[Task goal]: Starting at the line that contains "Can you find the capybara's front" and ending after the line that contains "point(210, 608)", rewrite those rows with "front leg" changed to "foreleg" and nothing else altered.
━━━ Data for processing
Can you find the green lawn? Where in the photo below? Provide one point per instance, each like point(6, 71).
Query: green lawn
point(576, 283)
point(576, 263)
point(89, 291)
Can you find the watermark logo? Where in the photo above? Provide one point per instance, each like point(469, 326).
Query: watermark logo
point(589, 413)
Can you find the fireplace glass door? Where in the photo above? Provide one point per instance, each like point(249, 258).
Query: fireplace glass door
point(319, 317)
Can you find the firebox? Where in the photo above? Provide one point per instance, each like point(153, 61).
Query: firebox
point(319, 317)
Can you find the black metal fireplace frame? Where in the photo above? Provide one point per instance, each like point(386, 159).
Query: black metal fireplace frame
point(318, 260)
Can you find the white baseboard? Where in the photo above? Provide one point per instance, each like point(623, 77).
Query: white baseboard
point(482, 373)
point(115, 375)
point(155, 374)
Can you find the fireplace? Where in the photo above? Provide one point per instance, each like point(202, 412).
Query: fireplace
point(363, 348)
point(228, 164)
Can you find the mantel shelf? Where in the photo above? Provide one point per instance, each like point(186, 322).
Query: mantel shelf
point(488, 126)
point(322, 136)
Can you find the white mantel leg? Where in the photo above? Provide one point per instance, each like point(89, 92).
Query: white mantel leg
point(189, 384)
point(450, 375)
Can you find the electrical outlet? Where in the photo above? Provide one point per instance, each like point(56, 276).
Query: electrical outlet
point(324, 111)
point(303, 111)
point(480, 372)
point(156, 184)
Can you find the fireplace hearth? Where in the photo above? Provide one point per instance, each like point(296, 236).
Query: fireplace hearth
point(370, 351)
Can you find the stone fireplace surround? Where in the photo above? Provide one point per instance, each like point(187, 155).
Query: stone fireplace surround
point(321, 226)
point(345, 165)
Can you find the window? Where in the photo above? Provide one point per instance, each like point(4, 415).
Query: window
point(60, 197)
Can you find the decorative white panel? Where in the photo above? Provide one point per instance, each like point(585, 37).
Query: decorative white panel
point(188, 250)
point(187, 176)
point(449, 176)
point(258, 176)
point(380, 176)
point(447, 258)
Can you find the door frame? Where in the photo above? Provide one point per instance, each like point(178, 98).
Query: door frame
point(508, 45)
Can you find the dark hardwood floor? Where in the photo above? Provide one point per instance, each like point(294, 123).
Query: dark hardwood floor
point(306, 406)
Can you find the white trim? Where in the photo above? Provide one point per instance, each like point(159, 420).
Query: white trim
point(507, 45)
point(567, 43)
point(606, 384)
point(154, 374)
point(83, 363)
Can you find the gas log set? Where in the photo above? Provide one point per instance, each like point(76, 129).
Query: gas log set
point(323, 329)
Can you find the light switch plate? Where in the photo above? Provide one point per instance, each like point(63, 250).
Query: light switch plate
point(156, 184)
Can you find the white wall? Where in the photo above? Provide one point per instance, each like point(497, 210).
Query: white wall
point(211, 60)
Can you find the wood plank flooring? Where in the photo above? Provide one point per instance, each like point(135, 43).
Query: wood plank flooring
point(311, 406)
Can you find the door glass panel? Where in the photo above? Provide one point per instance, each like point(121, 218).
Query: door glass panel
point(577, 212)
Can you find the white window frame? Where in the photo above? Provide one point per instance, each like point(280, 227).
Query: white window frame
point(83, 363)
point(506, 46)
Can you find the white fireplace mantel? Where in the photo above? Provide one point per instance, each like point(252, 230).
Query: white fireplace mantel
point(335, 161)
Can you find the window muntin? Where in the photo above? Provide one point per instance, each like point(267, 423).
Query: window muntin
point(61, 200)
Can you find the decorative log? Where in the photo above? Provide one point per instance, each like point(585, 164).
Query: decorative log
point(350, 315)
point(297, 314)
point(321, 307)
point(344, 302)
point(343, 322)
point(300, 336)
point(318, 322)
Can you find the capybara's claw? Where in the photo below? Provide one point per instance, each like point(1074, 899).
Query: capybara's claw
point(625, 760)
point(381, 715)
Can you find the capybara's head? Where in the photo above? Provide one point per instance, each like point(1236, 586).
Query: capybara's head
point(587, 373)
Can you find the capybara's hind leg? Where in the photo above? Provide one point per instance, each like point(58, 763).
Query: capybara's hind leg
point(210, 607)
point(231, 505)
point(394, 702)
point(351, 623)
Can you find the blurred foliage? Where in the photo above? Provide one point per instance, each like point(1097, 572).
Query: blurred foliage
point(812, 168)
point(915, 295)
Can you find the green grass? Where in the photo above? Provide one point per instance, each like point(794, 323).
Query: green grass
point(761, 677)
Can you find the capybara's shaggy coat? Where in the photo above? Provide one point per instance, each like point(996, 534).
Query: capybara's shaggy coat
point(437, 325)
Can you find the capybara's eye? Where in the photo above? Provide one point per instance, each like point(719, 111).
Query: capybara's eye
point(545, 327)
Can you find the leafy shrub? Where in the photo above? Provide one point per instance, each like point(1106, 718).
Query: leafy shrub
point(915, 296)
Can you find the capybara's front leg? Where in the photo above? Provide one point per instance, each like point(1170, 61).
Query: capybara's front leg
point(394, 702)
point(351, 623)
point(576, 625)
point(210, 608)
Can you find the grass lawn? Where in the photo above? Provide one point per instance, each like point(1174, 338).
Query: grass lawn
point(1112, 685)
━━━━━━
[Response]:
Can you find the capybara's foreleg? Where in the photo above? Provide one point per instance, each like point(1170, 61).
Query: capybara's foreleg
point(394, 702)
point(351, 623)
point(576, 625)
point(210, 608)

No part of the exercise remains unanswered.